▶ **TASK PROMPT**: Update the material below by changing every "Put a dot there" to "Place a point there". Keep everything else the same.

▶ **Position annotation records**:
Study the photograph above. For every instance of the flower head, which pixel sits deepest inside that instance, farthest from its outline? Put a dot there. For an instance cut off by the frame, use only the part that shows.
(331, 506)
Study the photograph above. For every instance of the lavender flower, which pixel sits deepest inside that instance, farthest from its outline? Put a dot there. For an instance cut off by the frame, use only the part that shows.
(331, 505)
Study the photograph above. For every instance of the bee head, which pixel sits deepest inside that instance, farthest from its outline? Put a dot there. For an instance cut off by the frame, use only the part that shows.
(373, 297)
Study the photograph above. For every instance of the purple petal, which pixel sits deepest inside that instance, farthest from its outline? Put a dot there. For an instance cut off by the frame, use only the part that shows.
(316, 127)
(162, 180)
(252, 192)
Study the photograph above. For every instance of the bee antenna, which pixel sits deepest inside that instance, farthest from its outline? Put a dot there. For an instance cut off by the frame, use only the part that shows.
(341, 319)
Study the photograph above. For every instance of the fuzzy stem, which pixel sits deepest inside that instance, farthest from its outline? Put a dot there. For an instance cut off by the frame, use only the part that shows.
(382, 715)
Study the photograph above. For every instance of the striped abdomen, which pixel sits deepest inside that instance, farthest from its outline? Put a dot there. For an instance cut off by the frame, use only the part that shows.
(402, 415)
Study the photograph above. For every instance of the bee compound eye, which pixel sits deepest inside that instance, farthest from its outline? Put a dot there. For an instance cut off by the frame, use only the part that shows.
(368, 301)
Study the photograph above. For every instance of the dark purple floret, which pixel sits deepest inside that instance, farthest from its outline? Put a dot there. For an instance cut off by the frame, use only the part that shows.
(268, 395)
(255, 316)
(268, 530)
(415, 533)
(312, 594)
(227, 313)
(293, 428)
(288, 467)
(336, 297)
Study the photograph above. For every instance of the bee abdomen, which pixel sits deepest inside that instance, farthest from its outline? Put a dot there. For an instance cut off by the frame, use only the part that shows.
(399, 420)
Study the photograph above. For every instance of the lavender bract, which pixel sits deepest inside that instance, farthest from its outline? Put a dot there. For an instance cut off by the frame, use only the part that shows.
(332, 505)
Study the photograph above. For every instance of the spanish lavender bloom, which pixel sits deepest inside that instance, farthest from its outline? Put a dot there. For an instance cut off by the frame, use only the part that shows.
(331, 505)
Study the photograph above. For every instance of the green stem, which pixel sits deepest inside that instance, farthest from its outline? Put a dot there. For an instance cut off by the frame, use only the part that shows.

▶ **RESPONSE**:
Study the photograph above. For every instance of the flower head, which pixel sits deepest inside that instance, farthest from its outline? Place a point there. For an instance cut off by the frame, use only the part that shows.
(331, 506)
Study the photograph above. For every instance of the lavender flower, which pixel sits deepest inside that instance, farthest from its outline? Place a point there. For an instance cut off by the frame, use only the part that shows.
(331, 505)
Study the photograph above. For every instance of the bee head, which pixel sits deepest inside that instance, farthest from its outline? Place a point there. For an instance cut off by the frame, use only the part that shows.
(373, 297)
Study the photograph above. For every instance of the purple petal, which pixel sits deepest inside that instance, farthest from its outline? Place a point there. For an instance cut off by the frame, use only the part that shows.
(316, 127)
(162, 180)
(252, 192)
Study the photograph above. For every instance of the bee antenna, which pixel sits deepest inside that instance, farthest from its outline? Place a point there. For an instance cut off by the frame, use only the part that shows.
(341, 319)
Study the photograph above. For every instance of the fuzzy stem, which pixel sits deepest inside that instance, farthest from its outline? Place a point there. For an instance cut off by the frame, use only the part that shows.
(382, 715)
Study the photograph above. For every instance of the striped abdomen, which pixel sits deepest inside that instance, farthest from its outline? Place a point there. For an instance cut off by the frame, use only the part that shows.
(402, 415)
Study the photograph above. For every instance of the bee compound eye, which pixel sits deepest inside that instance, farthest from its outline? Place a point there. For an instance cut off by the frame, use only the part that shows.
(368, 301)
Study the photograph above. For every instance of the dark purple floret, which pixel sits deepest inside that instance, farthest from its outline? Place a point there. For an instance cut off by the frame, use only the part that shows.
(268, 395)
(255, 316)
(268, 530)
(415, 533)
(312, 594)
(227, 313)
(293, 428)
(288, 467)
(336, 297)
Study the photograph above. For every instance of the bee abdomen, which pixel sits deepest inside that instance, farthest from its outline? Place a point there. For an instance cut off by the frame, use only the part that shows.
(399, 420)
Study the photograph above. For every instance of the lavender bract, which pixel sits deepest inside that instance, farthest from its outline? Place a point there. For an instance cut off by the frame, use only the part that shows.
(332, 505)
Study the photograph above. For every instance of the spanish lavender bloom, which pixel sits deepest inside that instance, farthest from its outline? Place a point there. For an instance cut off by the frame, use only the part that shows.
(331, 505)
Study the photograph above. For every instance of the green stem, which pixel sits deepest inside that instance, farthest from its outline? Place a point there. For an instance cut off by the frame, use only the part that shows.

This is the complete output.